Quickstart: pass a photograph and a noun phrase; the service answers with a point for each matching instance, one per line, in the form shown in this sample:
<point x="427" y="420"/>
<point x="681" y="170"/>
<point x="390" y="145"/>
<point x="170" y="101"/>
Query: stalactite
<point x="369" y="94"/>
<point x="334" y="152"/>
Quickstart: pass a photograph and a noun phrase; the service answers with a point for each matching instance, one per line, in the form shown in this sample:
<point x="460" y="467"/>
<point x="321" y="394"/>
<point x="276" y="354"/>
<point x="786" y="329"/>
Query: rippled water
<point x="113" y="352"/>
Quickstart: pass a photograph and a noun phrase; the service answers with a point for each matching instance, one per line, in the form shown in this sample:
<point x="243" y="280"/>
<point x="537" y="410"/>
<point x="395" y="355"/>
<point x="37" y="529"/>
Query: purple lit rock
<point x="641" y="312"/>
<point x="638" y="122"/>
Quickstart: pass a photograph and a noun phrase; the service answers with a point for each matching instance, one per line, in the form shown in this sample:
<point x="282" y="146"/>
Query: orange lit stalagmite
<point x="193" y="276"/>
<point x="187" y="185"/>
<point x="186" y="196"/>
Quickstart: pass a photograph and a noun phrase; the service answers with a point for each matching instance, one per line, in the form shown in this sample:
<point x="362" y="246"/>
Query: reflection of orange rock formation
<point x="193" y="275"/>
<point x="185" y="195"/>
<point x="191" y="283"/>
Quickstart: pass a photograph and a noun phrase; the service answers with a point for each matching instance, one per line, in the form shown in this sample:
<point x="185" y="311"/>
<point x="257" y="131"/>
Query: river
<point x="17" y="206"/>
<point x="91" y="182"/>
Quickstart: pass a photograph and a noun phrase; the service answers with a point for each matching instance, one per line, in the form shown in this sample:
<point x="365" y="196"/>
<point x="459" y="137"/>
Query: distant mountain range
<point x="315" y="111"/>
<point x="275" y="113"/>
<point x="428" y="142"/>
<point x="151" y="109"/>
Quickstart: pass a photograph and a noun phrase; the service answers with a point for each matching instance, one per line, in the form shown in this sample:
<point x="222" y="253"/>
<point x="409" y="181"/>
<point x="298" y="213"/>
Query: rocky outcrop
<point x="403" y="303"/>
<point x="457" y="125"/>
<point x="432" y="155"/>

------

Reproduce the data shown above exactly.

Quickstart: pass a photograph and a noun phrase; the service answers with a point for each matching instance, one per line, in the form shown in this sample:
<point x="427" y="420"/>
<point x="681" y="170"/>
<point x="390" y="145"/>
<point x="170" y="101"/>
Query: stalactite
<point x="369" y="94"/>
<point x="334" y="152"/>
Quickstart: pass a photograph and a noun phrase; the service answers with a point for each matching instance, one per line, in the form shown in this sample:
<point x="460" y="467"/>
<point x="321" y="394"/>
<point x="276" y="354"/>
<point x="786" y="329"/>
Query: rippled water
<point x="113" y="352"/>
Quickstart: pass a photograph and a noun phrase; the service answers with a point for each matching instance, one per line, in the form shown in this sample:
<point x="243" y="280"/>
<point x="537" y="410"/>
<point x="395" y="355"/>
<point x="37" y="529"/>
Query: purple lit rock
<point x="641" y="312"/>
<point x="638" y="122"/>
Quickstart: pass a photograph and a noun phrase; the service answers with a point for each matching instance, one per line, in the form shown in this sample:
<point x="282" y="146"/>
Query: orange lit stalagmite
<point x="193" y="276"/>
<point x="187" y="185"/>
<point x="186" y="196"/>
Quickstart: pass a photograph and a noun phrase; the service answers with a point for each matching instance, one per line, in the form shown in this sample:
<point x="362" y="246"/>
Query: reflection of orange rock formation
<point x="193" y="275"/>
<point x="185" y="195"/>
<point x="191" y="283"/>
Quickstart: pass a photograph and a noun phrase; the service answers with a point for each matching instance, one per line, in the form shown in this sample:
<point x="185" y="311"/>
<point x="257" y="131"/>
Query: river
<point x="17" y="206"/>
<point x="91" y="182"/>
Quickstart: pass a photograph and a noun phrase; the service answers with a point for each matching instance, one per line, in the form shown in this sample:
<point x="365" y="196"/>
<point x="459" y="137"/>
Query: distant mountain range
<point x="315" y="111"/>
<point x="275" y="113"/>
<point x="428" y="142"/>
<point x="151" y="109"/>
Quickstart: pass a photograph and a noun phrase; the service answers with a point for each matching instance, one per line, in the form shown in this sample:
<point x="222" y="253"/>
<point x="409" y="181"/>
<point x="298" y="213"/>
Query: rocky outcrop
<point x="403" y="303"/>
<point x="457" y="125"/>
<point x="432" y="155"/>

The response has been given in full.